• _AUFGABE A_:
Prüfe, ob die drei Aussagen mit dem Seitenauszug übereinstimmen, und belege jede Antwort (Ja oder Nein) mit den entscheidenden Worten, wörtlich zitiert. (i) Laut Dagobert wird noch nichts gestartet. (ii) Der erste Beitrag stammt von jemandem, der schon mit dem Paket gearbeitet hat. (iii) Dagobert gibt an, der Code umfasse weniger als 1000 Zeilen.
• _AUFGABE B_:
Gib bitte aus den Einträgen die Zeilen zwischen der Zeile mit „Target: statue's arm“ und der Zeile mit „(600, 1176)“ unverändert wieder, beide eingeschlossen.

• _SEITENAUSZUG_:
● ● ● ● ● ● ●

Schau dir mal "java.util.concurrent,FutureTask" an (JDK/JRE1.6). Da kann man z.B. ein anonymes "Runnable" und ein Objekt der Klasse die man zurückgegeben haben will übergeben. Ich selber hab' zwar mit diesem Paket selber noch nicht gearbeitet, aber vllt. gehts damit ja besser, als eine komplette innere oder eingebettete Klasse selbst zu basteln.


----------



## Marco13 (25. Mrz 2009)

Wichtig wäre auch zu wissen, was dort wo gestartet wird. Ein "new Thread" habe ich beim Überfliegen jedenfalls nicht gesehen...


----------



## Dagobert (25. Mrz 2009)

Da wird noch nix gestartet, weil ich auf dem Schlauch stehe und das auch nur ausschnitte sind, da bestimmt keiner lust hat den ganzen code zu durch zu gucken oder? (sind immerhin schon >1000 Zeilen)

● ● ● ● ● ● ●

• _EXTRAHIERTE DATEN_:
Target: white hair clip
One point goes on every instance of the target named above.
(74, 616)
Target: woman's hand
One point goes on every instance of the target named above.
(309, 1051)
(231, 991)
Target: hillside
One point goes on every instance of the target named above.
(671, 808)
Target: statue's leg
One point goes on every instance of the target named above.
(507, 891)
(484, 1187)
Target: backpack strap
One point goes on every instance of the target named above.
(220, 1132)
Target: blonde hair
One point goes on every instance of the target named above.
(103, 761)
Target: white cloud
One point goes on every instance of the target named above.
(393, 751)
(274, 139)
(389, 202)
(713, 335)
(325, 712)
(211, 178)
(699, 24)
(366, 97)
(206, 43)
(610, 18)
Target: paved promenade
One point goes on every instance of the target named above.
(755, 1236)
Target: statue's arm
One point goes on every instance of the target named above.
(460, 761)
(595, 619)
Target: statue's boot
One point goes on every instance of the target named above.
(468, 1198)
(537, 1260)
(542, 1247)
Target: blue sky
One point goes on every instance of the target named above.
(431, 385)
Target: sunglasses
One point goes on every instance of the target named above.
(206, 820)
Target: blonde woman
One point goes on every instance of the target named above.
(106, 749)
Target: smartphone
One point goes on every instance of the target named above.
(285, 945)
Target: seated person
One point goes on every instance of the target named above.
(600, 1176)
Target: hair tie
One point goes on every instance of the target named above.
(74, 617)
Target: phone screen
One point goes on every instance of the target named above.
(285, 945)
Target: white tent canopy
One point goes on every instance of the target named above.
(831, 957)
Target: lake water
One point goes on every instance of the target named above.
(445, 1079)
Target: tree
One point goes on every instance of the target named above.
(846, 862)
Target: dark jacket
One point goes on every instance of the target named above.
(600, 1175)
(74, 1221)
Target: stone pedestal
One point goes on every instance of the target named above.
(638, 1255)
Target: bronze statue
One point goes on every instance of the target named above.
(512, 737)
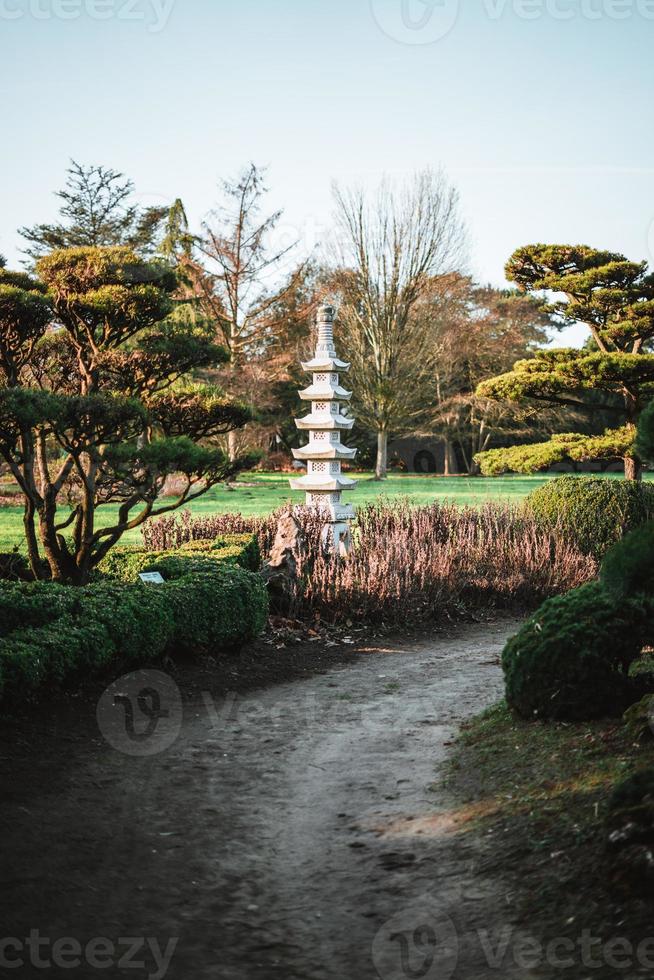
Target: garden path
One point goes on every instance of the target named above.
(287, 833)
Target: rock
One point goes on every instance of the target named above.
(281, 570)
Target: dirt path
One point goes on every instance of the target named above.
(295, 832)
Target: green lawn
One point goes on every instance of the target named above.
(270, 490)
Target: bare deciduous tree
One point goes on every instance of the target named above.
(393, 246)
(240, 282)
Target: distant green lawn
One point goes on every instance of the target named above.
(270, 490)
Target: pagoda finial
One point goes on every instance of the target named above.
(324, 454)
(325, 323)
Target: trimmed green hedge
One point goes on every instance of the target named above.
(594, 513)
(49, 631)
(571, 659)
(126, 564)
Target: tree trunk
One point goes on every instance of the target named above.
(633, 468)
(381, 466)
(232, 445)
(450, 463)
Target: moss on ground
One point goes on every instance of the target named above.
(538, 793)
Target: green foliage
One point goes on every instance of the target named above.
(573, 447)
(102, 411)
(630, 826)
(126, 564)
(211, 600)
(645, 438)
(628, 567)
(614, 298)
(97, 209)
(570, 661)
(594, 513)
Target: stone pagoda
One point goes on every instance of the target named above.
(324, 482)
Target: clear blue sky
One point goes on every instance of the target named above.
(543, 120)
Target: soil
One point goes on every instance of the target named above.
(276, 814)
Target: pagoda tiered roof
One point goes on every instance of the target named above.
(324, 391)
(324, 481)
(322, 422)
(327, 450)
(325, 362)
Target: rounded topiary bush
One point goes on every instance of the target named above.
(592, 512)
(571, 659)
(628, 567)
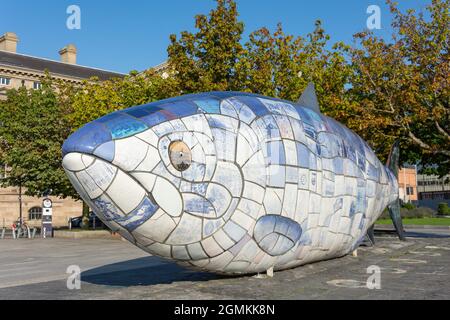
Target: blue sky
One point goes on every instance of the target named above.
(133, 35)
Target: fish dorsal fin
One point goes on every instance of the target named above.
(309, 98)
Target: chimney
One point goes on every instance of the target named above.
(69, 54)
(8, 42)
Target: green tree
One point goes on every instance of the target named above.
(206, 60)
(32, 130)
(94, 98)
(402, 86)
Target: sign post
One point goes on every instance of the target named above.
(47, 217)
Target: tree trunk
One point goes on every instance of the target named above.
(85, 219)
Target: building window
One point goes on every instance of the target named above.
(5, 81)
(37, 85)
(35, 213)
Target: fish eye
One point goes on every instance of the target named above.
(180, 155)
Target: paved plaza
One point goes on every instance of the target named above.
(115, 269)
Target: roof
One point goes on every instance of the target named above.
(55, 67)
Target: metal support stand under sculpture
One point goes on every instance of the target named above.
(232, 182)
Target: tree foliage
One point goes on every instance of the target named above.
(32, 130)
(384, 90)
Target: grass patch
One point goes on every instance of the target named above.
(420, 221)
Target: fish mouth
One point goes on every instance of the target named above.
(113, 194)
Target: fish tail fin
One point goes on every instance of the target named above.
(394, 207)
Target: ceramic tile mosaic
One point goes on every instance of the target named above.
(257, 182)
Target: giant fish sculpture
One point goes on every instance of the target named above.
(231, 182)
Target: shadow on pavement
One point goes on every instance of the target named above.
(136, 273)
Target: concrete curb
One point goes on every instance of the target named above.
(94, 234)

● ● ● ● ● ● ●

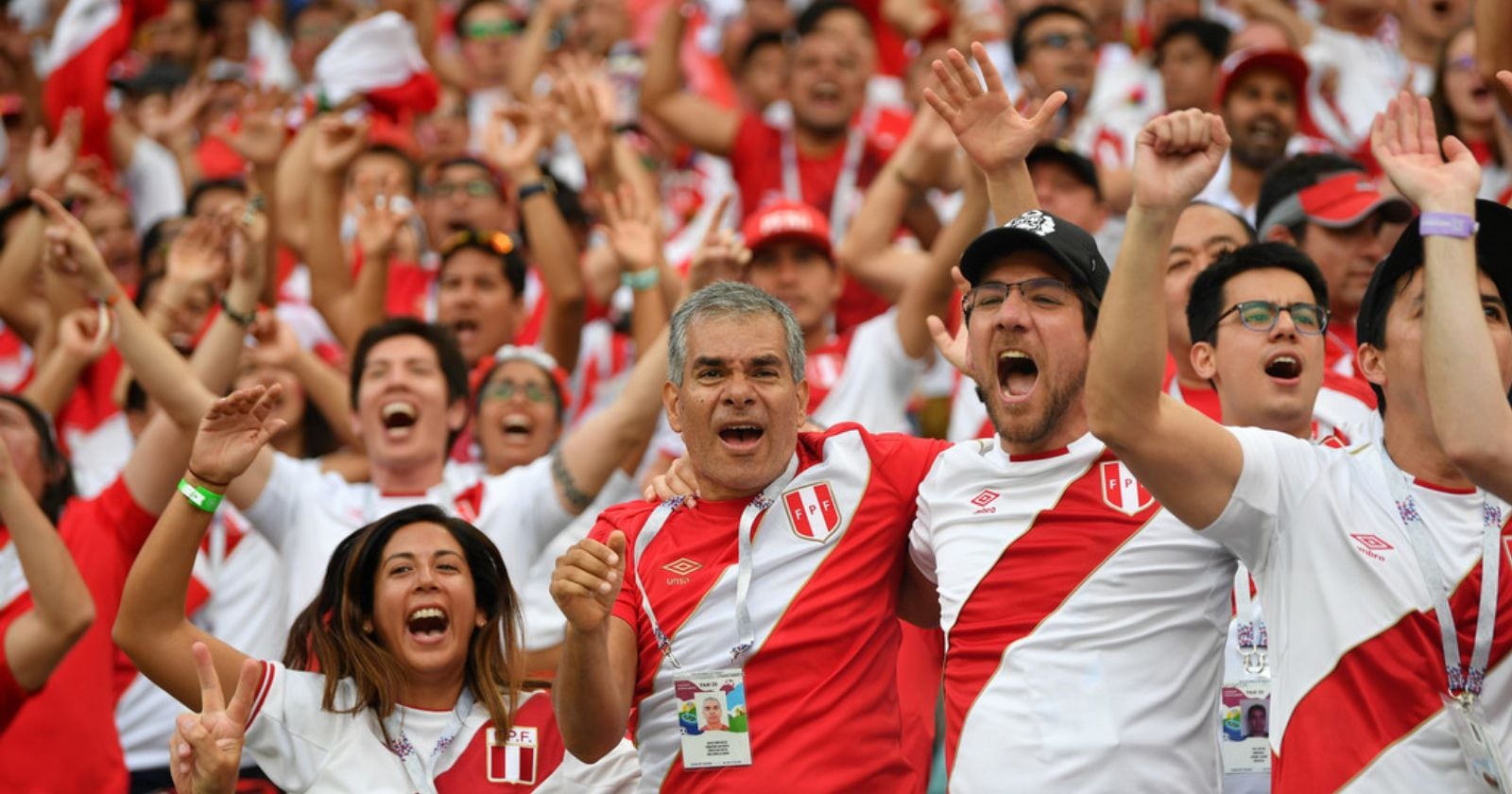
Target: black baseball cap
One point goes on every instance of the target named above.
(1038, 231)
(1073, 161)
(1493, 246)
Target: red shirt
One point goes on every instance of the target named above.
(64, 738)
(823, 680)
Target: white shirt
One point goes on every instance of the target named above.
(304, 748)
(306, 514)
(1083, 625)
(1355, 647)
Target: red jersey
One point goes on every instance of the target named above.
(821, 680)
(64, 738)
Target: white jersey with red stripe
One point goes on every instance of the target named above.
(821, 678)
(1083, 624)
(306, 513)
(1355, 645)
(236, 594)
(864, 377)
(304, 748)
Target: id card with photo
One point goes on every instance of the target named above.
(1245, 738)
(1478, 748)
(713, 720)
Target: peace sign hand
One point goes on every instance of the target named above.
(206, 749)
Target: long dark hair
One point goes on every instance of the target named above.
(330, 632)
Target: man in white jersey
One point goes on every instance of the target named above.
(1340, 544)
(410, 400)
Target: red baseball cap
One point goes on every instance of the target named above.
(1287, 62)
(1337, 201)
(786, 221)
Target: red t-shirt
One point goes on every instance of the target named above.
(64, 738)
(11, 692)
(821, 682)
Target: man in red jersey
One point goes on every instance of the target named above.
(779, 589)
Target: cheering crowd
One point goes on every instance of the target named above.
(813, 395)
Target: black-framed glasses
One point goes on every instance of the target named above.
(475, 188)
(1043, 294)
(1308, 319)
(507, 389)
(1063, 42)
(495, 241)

● ● ● ● ● ● ●

• _LÖSUNG A_:
(i) Ja: „Da wird noch nix gestartet“
(ii) Nein: „Ich selber hab' zwar mit diesem Paket selber noch nicht gearbeitet“
(iii) Nein: „sind immerhin schon >1000 Zeilen“

• _LÖSUNG B_:
Target: statue's arm
One point goes on every instance of the target named above.
(460, 761)
(595, 619)
Target: statue's boot
One point goes on every instance of the target named above.
(468, 1198)
(537, 1260)
(542, 1247)
Target: blue sky
One point goes on every instance of the target named above.
(431, 385)
Target: sunglasses
One point goes on every instance of the target named above.
(206, 820)
Target: blonde woman
One point goes on every instance of the target named above.
(106, 749)
Target: smartphone
One point goes on every instance of the target named above.
(285, 945)
Target: seated person
One point goes on every instance of the target named above.
(600, 1176)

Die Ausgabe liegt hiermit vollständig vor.